----- ENTRIES SUPPLIED -----

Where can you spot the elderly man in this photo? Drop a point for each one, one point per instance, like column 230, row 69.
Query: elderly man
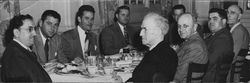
column 192, row 50
column 47, row 41
column 80, row 42
column 19, row 63
column 240, row 37
column 220, row 47
column 160, row 63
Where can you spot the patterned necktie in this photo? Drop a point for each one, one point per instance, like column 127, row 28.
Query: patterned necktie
column 46, row 49
column 126, row 35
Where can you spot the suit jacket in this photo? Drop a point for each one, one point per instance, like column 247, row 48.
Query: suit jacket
column 38, row 47
column 220, row 56
column 192, row 50
column 112, row 39
column 20, row 65
column 241, row 39
column 71, row 46
column 160, row 60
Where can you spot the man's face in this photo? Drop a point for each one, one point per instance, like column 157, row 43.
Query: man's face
column 87, row 20
column 233, row 15
column 177, row 13
column 185, row 26
column 26, row 33
column 149, row 32
column 215, row 23
column 123, row 16
column 50, row 26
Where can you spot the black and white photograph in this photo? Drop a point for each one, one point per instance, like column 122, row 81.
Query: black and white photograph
column 125, row 41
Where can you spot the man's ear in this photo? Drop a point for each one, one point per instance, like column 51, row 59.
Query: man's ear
column 239, row 17
column 79, row 19
column 16, row 32
column 224, row 21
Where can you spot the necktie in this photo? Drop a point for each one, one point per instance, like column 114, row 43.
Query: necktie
column 46, row 49
column 126, row 35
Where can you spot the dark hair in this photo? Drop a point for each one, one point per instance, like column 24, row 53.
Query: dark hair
column 179, row 6
column 118, row 10
column 15, row 23
column 222, row 13
column 81, row 10
column 51, row 13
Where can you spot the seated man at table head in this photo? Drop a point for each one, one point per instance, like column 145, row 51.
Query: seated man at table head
column 160, row 63
column 78, row 42
column 19, row 63
column 47, row 41
column 240, row 36
column 118, row 36
column 220, row 47
column 193, row 49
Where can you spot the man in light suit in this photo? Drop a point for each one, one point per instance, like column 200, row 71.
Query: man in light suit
column 47, row 41
column 159, row 64
column 79, row 42
column 118, row 36
column 240, row 37
column 193, row 49
column 220, row 47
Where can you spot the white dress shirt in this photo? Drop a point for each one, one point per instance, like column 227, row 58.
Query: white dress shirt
column 82, row 36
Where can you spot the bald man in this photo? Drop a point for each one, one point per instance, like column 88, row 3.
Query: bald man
column 193, row 49
column 240, row 38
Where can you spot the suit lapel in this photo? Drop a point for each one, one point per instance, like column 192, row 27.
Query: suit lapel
column 118, row 31
column 76, row 41
column 39, row 46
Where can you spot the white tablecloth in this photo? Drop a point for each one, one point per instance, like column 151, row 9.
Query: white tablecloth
column 79, row 78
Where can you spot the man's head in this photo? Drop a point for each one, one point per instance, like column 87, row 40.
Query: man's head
column 50, row 21
column 178, row 10
column 217, row 19
column 85, row 17
column 122, row 15
column 234, row 13
column 22, row 29
column 153, row 28
column 186, row 25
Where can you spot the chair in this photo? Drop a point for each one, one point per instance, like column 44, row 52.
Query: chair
column 196, row 68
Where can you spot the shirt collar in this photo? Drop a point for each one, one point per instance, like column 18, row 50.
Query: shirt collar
column 27, row 48
column 235, row 25
column 43, row 38
column 80, row 30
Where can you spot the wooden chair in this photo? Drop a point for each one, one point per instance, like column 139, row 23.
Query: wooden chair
column 196, row 68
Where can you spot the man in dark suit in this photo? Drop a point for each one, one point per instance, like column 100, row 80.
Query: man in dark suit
column 118, row 36
column 79, row 42
column 240, row 37
column 192, row 50
column 220, row 47
column 19, row 63
column 160, row 63
column 47, row 41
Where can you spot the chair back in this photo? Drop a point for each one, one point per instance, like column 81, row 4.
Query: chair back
column 196, row 68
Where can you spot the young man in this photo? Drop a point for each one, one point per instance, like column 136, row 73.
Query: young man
column 19, row 63
column 119, row 35
column 192, row 50
column 79, row 42
column 47, row 41
column 220, row 47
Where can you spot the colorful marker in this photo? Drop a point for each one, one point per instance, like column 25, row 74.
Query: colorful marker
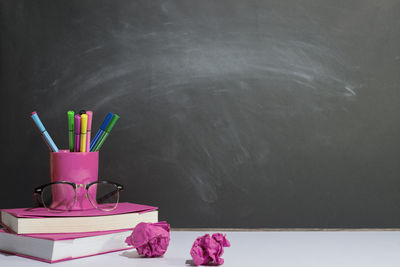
column 43, row 131
column 89, row 130
column 83, row 132
column 106, row 132
column 101, row 130
column 71, row 138
column 77, row 132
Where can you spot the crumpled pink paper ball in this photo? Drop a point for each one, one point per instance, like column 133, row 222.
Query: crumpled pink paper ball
column 208, row 249
column 150, row 239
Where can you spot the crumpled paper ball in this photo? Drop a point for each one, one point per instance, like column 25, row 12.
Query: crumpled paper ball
column 150, row 239
column 208, row 249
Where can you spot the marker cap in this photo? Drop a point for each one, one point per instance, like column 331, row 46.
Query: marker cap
column 90, row 115
column 77, row 124
column 71, row 115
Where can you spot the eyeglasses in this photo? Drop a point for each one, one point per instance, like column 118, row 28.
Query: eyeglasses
column 61, row 196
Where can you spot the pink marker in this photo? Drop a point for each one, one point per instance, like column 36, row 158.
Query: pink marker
column 77, row 132
column 89, row 130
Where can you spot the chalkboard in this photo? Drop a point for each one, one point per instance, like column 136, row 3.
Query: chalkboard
column 256, row 113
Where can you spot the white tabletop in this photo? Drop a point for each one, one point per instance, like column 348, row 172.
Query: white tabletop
column 271, row 249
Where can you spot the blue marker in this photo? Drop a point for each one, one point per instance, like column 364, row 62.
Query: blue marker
column 43, row 131
column 101, row 130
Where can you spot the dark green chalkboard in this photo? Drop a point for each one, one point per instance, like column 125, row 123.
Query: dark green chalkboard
column 233, row 113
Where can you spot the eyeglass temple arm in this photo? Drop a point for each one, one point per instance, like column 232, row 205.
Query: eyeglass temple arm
column 37, row 200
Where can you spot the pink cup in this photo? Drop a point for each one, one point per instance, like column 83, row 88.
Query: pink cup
column 76, row 167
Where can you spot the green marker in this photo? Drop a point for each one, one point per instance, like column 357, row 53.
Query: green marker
column 106, row 132
column 71, row 129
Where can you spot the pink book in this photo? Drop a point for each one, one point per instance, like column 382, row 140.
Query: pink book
column 60, row 247
column 40, row 220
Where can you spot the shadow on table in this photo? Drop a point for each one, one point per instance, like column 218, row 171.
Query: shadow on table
column 131, row 254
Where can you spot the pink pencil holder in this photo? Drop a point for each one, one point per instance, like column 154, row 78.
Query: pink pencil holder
column 76, row 167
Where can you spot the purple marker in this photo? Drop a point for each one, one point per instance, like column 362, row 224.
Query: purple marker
column 77, row 132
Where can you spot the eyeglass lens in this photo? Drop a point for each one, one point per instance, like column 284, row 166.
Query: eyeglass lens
column 61, row 196
column 103, row 195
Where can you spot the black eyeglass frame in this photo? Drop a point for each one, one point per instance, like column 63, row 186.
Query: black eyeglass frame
column 37, row 192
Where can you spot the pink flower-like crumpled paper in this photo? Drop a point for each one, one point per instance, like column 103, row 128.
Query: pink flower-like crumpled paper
column 207, row 249
column 150, row 239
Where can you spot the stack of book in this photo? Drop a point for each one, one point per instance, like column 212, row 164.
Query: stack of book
column 53, row 237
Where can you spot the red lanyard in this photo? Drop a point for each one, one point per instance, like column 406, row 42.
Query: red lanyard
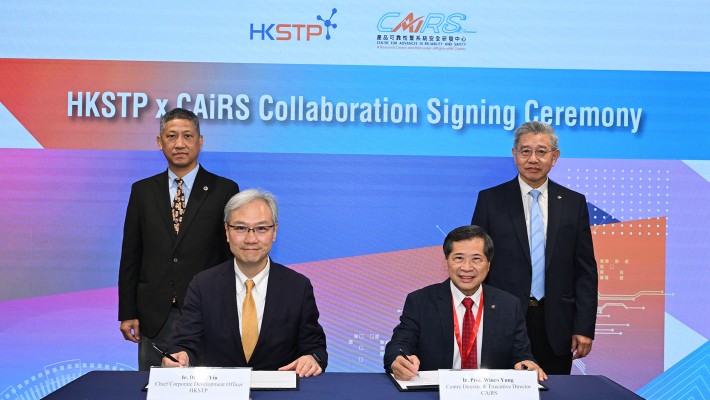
column 471, row 339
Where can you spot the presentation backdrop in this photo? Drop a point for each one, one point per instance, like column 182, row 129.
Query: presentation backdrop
column 375, row 124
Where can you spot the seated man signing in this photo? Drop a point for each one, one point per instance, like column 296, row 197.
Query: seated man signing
column 461, row 323
column 250, row 311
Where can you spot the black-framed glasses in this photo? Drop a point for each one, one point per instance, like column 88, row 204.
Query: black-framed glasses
column 540, row 153
column 242, row 230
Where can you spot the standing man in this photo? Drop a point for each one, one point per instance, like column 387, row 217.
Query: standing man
column 250, row 311
column 173, row 230
column 544, row 250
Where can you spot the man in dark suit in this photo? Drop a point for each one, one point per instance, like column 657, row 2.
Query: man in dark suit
column 250, row 311
column 438, row 330
column 556, row 282
column 173, row 230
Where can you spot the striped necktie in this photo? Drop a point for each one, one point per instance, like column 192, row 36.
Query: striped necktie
column 250, row 325
column 537, row 247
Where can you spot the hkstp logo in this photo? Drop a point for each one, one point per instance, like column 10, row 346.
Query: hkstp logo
column 435, row 23
column 293, row 31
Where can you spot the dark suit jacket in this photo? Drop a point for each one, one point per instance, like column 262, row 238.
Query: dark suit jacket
column 156, row 264
column 208, row 329
column 571, row 285
column 426, row 329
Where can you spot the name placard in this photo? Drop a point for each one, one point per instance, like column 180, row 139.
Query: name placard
column 199, row 383
column 498, row 384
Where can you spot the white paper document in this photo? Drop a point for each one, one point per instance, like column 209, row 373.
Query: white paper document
column 274, row 380
column 425, row 379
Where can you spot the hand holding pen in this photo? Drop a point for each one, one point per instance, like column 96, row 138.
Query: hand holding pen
column 182, row 359
column 406, row 366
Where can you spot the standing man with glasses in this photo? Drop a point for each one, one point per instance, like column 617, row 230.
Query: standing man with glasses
column 173, row 230
column 544, row 251
column 250, row 311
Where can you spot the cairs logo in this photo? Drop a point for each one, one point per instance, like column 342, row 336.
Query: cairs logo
column 295, row 31
column 432, row 31
column 432, row 23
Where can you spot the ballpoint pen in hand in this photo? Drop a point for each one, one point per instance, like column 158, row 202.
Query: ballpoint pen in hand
column 164, row 353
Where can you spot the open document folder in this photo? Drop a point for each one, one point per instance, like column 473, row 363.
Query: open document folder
column 427, row 380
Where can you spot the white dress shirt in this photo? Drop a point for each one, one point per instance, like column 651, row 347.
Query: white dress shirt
column 460, row 310
column 261, row 281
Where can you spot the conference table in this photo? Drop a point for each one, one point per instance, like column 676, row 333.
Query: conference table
column 127, row 385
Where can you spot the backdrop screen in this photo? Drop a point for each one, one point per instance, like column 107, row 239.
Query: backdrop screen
column 375, row 124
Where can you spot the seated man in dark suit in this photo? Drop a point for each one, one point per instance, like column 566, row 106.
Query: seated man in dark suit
column 250, row 311
column 461, row 323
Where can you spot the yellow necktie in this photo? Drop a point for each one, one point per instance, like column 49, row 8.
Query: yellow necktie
column 250, row 325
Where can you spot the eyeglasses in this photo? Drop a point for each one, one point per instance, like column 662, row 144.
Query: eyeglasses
column 459, row 260
column 540, row 154
column 241, row 230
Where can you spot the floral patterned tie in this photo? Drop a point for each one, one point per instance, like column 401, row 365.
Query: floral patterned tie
column 178, row 206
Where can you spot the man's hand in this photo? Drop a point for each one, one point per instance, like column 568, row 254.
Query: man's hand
column 304, row 366
column 182, row 357
column 581, row 346
column 531, row 366
column 405, row 370
column 130, row 330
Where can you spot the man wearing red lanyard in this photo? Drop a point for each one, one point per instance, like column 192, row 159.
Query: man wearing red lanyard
column 461, row 323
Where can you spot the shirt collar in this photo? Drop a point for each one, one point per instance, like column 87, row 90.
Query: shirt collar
column 525, row 188
column 188, row 180
column 458, row 296
column 258, row 279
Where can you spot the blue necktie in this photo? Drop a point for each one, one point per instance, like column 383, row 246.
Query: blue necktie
column 537, row 247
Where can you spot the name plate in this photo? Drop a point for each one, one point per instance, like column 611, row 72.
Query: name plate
column 498, row 384
column 199, row 383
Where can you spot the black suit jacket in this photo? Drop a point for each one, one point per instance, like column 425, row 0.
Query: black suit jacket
column 426, row 329
column 157, row 264
column 571, row 286
column 208, row 329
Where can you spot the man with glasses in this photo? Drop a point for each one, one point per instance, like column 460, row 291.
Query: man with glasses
column 173, row 230
column 461, row 323
column 250, row 311
column 544, row 251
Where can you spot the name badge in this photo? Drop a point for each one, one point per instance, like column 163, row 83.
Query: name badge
column 498, row 384
column 199, row 383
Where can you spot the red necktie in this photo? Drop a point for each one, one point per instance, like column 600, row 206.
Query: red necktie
column 469, row 361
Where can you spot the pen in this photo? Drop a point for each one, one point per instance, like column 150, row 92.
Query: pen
column 403, row 354
column 164, row 353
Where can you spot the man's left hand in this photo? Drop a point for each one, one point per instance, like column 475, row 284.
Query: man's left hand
column 531, row 366
column 304, row 366
column 581, row 346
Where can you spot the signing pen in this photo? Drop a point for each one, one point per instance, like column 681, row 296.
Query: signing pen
column 164, row 353
column 403, row 354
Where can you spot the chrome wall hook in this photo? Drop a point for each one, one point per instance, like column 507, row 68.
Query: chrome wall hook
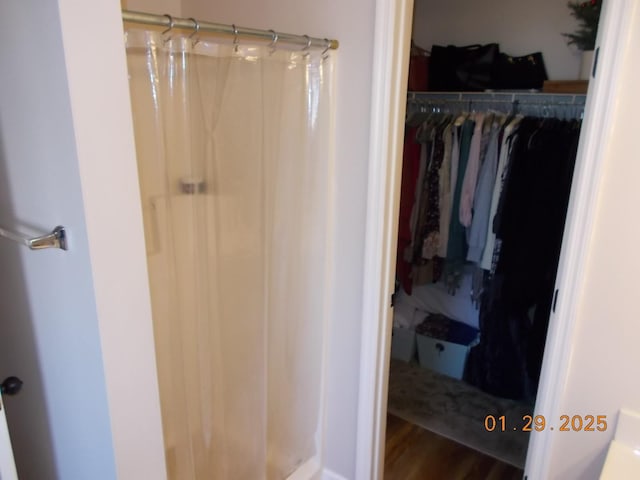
column 196, row 29
column 307, row 46
column 327, row 46
column 56, row 239
column 164, row 32
column 236, row 41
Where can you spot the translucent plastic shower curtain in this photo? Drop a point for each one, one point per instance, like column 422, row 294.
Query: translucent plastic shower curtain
column 233, row 148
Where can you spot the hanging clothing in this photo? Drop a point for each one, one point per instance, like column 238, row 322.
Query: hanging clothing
column 457, row 242
column 517, row 300
column 410, row 171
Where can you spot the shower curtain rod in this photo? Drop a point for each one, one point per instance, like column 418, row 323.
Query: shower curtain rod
column 202, row 26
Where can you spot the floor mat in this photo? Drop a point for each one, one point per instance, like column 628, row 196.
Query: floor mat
column 457, row 410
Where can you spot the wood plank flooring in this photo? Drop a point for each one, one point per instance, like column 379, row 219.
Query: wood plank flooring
column 413, row 453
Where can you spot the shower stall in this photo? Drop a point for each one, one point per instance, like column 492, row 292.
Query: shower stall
column 233, row 140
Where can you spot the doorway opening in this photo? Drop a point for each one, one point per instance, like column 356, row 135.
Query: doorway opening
column 430, row 382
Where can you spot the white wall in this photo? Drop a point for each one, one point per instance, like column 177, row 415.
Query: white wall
column 59, row 423
column 170, row 7
column 519, row 27
column 351, row 23
column 604, row 355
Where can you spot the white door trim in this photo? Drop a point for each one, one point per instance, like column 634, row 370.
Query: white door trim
column 596, row 129
column 392, row 31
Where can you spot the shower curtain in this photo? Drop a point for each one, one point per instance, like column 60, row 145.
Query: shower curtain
column 234, row 150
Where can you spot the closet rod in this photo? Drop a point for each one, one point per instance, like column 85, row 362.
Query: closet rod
column 577, row 99
column 203, row 26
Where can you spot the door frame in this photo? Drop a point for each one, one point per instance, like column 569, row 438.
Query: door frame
column 391, row 52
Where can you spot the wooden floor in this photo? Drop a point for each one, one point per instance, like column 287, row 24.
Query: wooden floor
column 413, row 453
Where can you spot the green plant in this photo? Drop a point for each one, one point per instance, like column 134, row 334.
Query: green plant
column 588, row 15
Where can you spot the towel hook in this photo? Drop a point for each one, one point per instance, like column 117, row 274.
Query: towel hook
column 171, row 23
column 196, row 29
column 327, row 46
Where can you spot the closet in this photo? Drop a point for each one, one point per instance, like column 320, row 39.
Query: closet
column 486, row 181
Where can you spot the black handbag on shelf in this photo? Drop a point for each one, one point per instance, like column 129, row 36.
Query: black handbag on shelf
column 519, row 73
column 470, row 68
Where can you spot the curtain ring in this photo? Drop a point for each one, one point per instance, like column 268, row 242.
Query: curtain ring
column 235, row 37
column 170, row 23
column 196, row 29
column 308, row 46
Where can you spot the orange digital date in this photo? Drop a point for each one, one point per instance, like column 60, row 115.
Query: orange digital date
column 575, row 423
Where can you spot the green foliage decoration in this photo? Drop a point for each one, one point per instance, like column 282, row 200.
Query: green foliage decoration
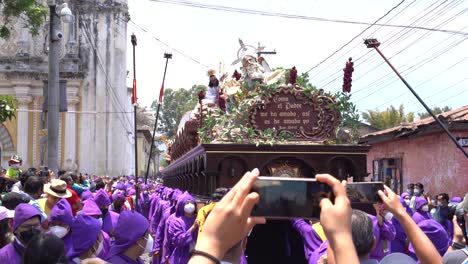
column 7, row 108
column 234, row 126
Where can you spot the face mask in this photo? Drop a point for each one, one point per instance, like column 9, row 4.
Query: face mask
column 189, row 208
column 99, row 249
column 149, row 244
column 407, row 202
column 59, row 231
column 104, row 211
column 388, row 216
column 425, row 208
column 27, row 235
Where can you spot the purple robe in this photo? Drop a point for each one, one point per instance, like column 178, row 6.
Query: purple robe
column 319, row 252
column 122, row 259
column 11, row 253
column 154, row 201
column 144, row 205
column 159, row 238
column 157, row 215
column 311, row 239
column 436, row 233
column 398, row 245
column 385, row 232
column 421, row 216
column 178, row 237
column 109, row 222
column 106, row 242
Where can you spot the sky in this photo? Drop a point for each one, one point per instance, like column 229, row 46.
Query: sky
column 434, row 63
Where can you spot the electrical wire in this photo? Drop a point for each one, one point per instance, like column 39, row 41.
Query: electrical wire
column 167, row 45
column 282, row 15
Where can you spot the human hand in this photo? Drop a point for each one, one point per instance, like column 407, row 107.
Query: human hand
column 457, row 232
column 392, row 202
column 230, row 220
column 335, row 218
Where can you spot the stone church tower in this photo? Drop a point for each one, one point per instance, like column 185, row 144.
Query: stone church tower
column 96, row 131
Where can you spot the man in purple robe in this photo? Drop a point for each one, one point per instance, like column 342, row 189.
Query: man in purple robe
column 26, row 224
column 422, row 210
column 312, row 240
column 91, row 208
column 400, row 244
column 165, row 208
column 86, row 239
column 132, row 239
column 144, row 201
column 181, row 231
column 109, row 218
column 436, row 233
column 384, row 233
column 60, row 222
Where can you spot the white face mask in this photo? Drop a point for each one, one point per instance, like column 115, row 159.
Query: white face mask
column 407, row 202
column 388, row 216
column 149, row 244
column 59, row 231
column 99, row 249
column 189, row 208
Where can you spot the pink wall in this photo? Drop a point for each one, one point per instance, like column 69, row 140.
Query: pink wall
column 433, row 160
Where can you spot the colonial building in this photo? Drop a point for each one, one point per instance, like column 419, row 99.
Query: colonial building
column 421, row 152
column 96, row 130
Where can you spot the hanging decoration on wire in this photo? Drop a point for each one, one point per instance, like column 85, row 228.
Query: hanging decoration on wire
column 348, row 75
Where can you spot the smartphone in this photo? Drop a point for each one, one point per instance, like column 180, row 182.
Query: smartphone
column 364, row 192
column 287, row 198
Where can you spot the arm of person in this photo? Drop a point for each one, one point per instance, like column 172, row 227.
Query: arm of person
column 336, row 221
column 229, row 221
column 180, row 236
column 458, row 237
column 387, row 231
column 423, row 247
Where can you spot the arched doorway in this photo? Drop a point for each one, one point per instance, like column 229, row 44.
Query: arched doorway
column 7, row 148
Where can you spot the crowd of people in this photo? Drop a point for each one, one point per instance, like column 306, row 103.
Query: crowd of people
column 74, row 218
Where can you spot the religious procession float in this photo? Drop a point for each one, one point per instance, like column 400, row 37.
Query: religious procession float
column 273, row 120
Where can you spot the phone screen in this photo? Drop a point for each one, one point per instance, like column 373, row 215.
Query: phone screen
column 364, row 192
column 283, row 198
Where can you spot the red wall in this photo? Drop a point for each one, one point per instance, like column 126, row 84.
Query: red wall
column 434, row 160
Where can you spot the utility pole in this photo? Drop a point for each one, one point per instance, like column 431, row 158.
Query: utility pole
column 374, row 43
column 53, row 89
column 167, row 56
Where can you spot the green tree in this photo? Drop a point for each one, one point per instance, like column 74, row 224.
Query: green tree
column 390, row 117
column 175, row 104
column 31, row 10
column 436, row 110
column 7, row 108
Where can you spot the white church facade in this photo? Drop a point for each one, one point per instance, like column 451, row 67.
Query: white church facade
column 96, row 131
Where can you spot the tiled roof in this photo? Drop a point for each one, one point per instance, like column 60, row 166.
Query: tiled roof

-----

From the records, copy every line that has the string "roof" in it.

Where can you spot the tiled roof in this photo? Drop a point for each one, one point per instance, like column 60, row 166.
Query: tiled roof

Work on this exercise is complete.